**SUPPLIED RECORDS**.
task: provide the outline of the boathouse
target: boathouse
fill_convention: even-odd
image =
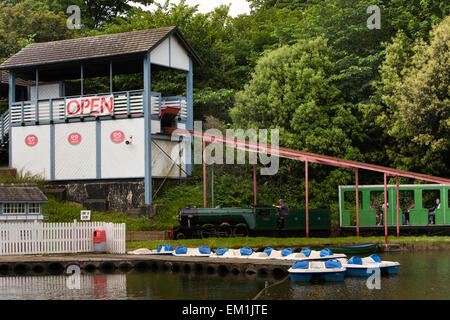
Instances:
[[[177,27],[26,46],[0,65],[9,82],[9,110],[0,118],[9,167],[69,186],[71,200],[82,202],[88,188],[80,186],[91,184],[96,192],[120,186],[97,196],[122,201],[111,209],[151,204],[154,179],[192,173],[191,138],[172,141],[162,128],[193,129],[200,63]],[[156,70],[183,73],[185,96],[152,91]],[[125,74],[140,74],[136,88],[115,90],[113,77]],[[86,92],[87,79],[98,77],[109,78],[108,92]],[[18,78],[33,81],[22,99]]]
[[[0,184],[0,222],[42,221],[46,202],[36,184]]]

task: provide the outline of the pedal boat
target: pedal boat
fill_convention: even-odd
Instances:
[[[288,270],[292,281],[343,281],[345,267],[337,259],[326,261],[295,261]]]
[[[400,263],[394,261],[382,261],[377,254],[372,254],[366,258],[357,256],[351,257],[346,263],[346,274],[350,276],[370,276],[372,270],[379,269],[382,273],[396,274]]]

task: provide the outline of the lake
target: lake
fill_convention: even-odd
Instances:
[[[380,289],[369,289],[365,278],[342,282],[296,283],[290,279],[269,288],[268,300],[395,300],[450,299],[450,252],[383,253],[398,261],[398,275],[382,276]],[[196,274],[180,271],[127,273],[82,272],[67,275],[0,276],[1,300],[248,300],[280,279],[246,274]]]

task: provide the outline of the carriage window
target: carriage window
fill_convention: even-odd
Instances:
[[[400,198],[400,209],[402,211],[408,210],[412,205],[414,205],[414,191],[413,190],[400,190],[399,191],[399,198]]]
[[[371,191],[370,192],[370,209],[376,210],[377,207],[381,207],[384,203],[384,191]]]
[[[436,199],[441,199],[439,190],[423,190],[422,191],[422,205],[424,208],[431,208],[436,203]]]
[[[362,208],[362,192],[359,191],[359,209]],[[344,192],[344,209],[345,210],[355,210],[356,208],[356,191],[345,191]]]

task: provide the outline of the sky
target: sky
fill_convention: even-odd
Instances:
[[[165,0],[155,0],[155,2],[163,4]],[[171,3],[179,3],[179,0],[170,0]],[[249,3],[246,0],[186,0],[186,4],[190,6],[199,5],[198,10],[201,13],[212,11],[215,7],[222,4],[229,5],[230,16],[236,17],[242,13],[250,13]],[[154,6],[150,5],[146,8],[152,9]]]

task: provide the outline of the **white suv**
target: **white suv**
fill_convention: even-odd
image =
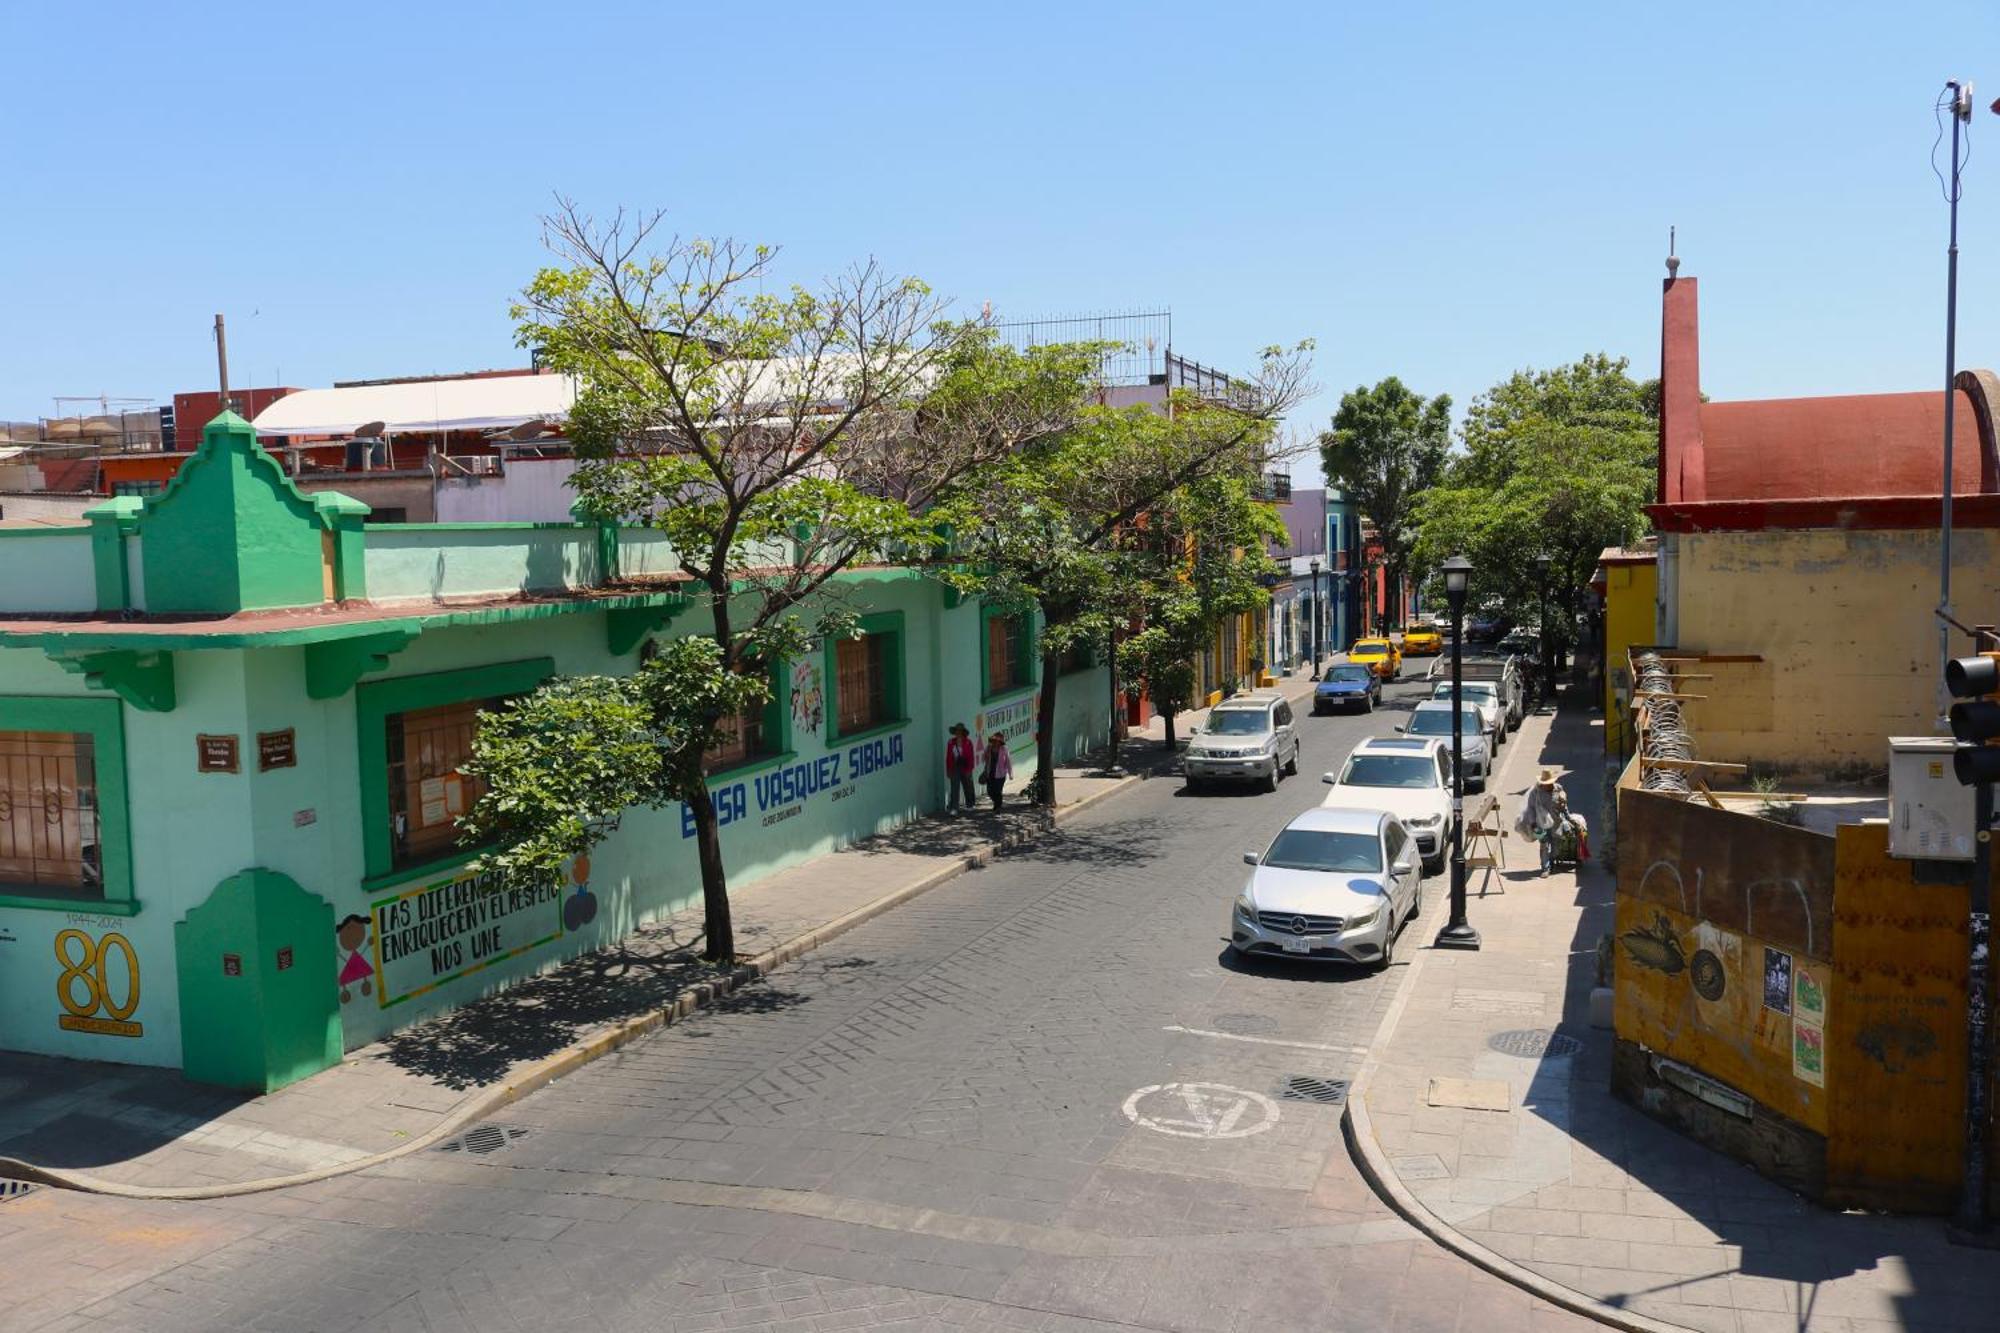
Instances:
[[[1181,761],[1187,785],[1258,782],[1276,791],[1278,779],[1299,771],[1299,733],[1292,706],[1276,694],[1239,694],[1208,710],[1208,721],[1189,733]]]
[[[1333,788],[1321,806],[1394,815],[1417,840],[1424,873],[1435,875],[1444,868],[1451,843],[1450,741],[1377,736],[1355,746],[1340,772],[1320,781]]]

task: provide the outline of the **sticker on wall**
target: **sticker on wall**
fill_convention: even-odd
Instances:
[[[340,956],[340,1002],[346,1004],[355,992],[375,990],[375,965],[368,961],[368,918],[349,913],[333,928],[333,942]]]
[[[240,767],[236,759],[238,740],[235,736],[200,735],[194,738],[194,769],[197,773],[234,773]]]
[[[1792,1021],[1792,1075],[1815,1088],[1826,1086],[1826,1032]]]
[[[1792,1019],[1826,1026],[1826,977],[1819,965],[1803,958],[1792,968]]]
[[[268,773],[274,768],[297,768],[299,764],[298,731],[286,727],[283,731],[260,731],[257,733],[257,771]]]
[[[1625,946],[1625,956],[1640,967],[1651,968],[1675,976],[1687,969],[1687,957],[1681,951],[1680,937],[1674,934],[1674,923],[1667,920],[1664,912],[1653,913],[1653,924],[1634,926],[1618,937]]]
[[[1792,956],[1769,945],[1764,947],[1764,1007],[1780,1014],[1792,1012]]]
[[[1003,732],[1007,737],[1007,743],[1012,745],[1034,731],[1035,715],[1041,710],[1041,706],[1042,692],[1036,690],[1033,694],[1011,703],[998,704],[984,712],[975,713],[972,718],[972,734],[983,737],[991,736],[996,731]]]
[[[1885,1074],[1900,1074],[1938,1049],[1937,1034],[1910,1018],[1870,1023],[1854,1035],[1854,1044]]]
[[[817,732],[826,725],[826,691],[822,688],[819,663],[801,658],[792,663],[792,725],[805,732]]]
[[[56,1026],[100,1037],[145,1035],[144,1026],[132,1021],[139,1008],[139,955],[130,940],[117,931],[93,939],[65,930],[56,936],[56,962],[62,967],[56,1000],[63,1007]]]
[[[1710,922],[1697,922],[1694,954],[1688,959],[1688,980],[1694,986],[1695,996],[1705,1002],[1706,1017],[1723,1018],[1741,1008],[1738,1003],[1741,995],[1730,991],[1732,986],[1740,987],[1742,976],[1742,937]]]
[[[467,870],[376,899],[376,1003],[414,1000],[561,939],[565,896],[560,883],[502,884],[497,871]]]

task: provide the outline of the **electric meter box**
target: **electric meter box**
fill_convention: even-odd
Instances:
[[[1889,855],[1972,859],[1972,788],[1951,771],[1949,736],[1889,738]]]

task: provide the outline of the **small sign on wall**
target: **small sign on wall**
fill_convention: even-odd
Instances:
[[[274,768],[297,768],[298,763],[298,733],[293,728],[286,727],[283,731],[257,733],[259,773],[268,773]]]
[[[222,955],[222,975],[225,977],[242,976],[243,955],[240,953],[226,953]]]
[[[234,773],[239,769],[234,736],[196,736],[194,752],[198,773]]]

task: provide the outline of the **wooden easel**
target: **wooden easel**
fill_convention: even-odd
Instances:
[[[1500,823],[1500,798],[1485,796],[1473,811],[1472,821],[1465,826],[1465,868],[1474,867],[1486,871],[1486,877],[1479,882],[1479,896],[1486,896],[1486,886],[1493,882],[1495,870],[1507,868],[1507,830]],[[1507,892],[1506,881],[1500,881],[1500,893]]]

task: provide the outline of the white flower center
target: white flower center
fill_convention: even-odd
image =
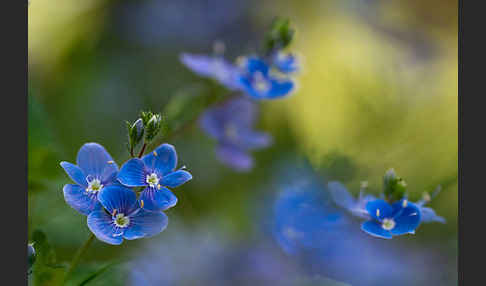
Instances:
[[[381,227],[384,230],[392,230],[393,228],[395,228],[395,221],[392,218],[385,218],[381,223]]]
[[[103,185],[101,184],[101,181],[98,179],[92,179],[91,181],[88,181],[88,188],[86,188],[86,191],[89,193],[97,193],[103,189]]]
[[[113,219],[113,222],[117,227],[127,227],[128,224],[130,223],[130,218],[128,216],[125,216],[122,213],[119,213],[115,216]]]
[[[259,71],[255,72],[253,76],[253,88],[258,92],[267,92],[270,89],[270,83]]]
[[[147,176],[147,184],[149,184],[150,187],[155,188],[159,184],[159,177],[157,174],[152,173]]]

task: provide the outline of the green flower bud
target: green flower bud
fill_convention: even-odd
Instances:
[[[407,190],[407,183],[397,176],[393,168],[386,171],[383,176],[383,193],[390,201],[400,200]]]
[[[155,138],[162,126],[162,116],[160,114],[153,114],[145,125],[145,141],[150,142]]]
[[[276,49],[284,49],[294,37],[295,30],[290,27],[289,19],[275,18],[270,30],[265,35],[264,49],[270,53]]]

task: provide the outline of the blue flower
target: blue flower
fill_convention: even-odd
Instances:
[[[175,188],[192,179],[184,170],[175,170],[177,153],[174,146],[162,144],[152,153],[128,160],[118,173],[118,180],[127,187],[146,187],[140,194],[142,207],[161,211],[173,207],[177,197],[166,187]]]
[[[79,149],[76,164],[61,162],[61,167],[76,183],[64,186],[64,199],[78,212],[89,215],[101,207],[98,193],[104,187],[117,183],[118,166],[98,143],[84,144]]]
[[[271,137],[253,130],[257,107],[246,98],[232,99],[223,105],[205,111],[200,126],[205,133],[218,141],[218,159],[238,171],[253,167],[250,150],[267,147]]]
[[[104,209],[88,215],[88,227],[103,242],[118,245],[123,239],[150,237],[167,227],[167,216],[140,208],[137,195],[131,189],[108,186],[99,192],[98,199]]]
[[[273,54],[272,65],[283,73],[293,73],[299,69],[297,57],[294,54],[282,51]]]
[[[370,220],[361,225],[366,233],[380,238],[390,239],[395,235],[415,233],[420,224],[420,210],[406,199],[393,204],[378,199],[366,204]]]
[[[230,90],[240,89],[239,70],[221,56],[181,54],[181,62],[203,77],[217,80]]]
[[[294,82],[283,74],[275,73],[262,59],[249,57],[243,60],[240,83],[243,91],[254,99],[284,97],[294,89]]]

**INSTRUCTIONS FOR THE TASK**. For each line above that contains "lake", make a copy.

**RESULT FOR THIS TASK**.
task: provide the outline of the lake
target: lake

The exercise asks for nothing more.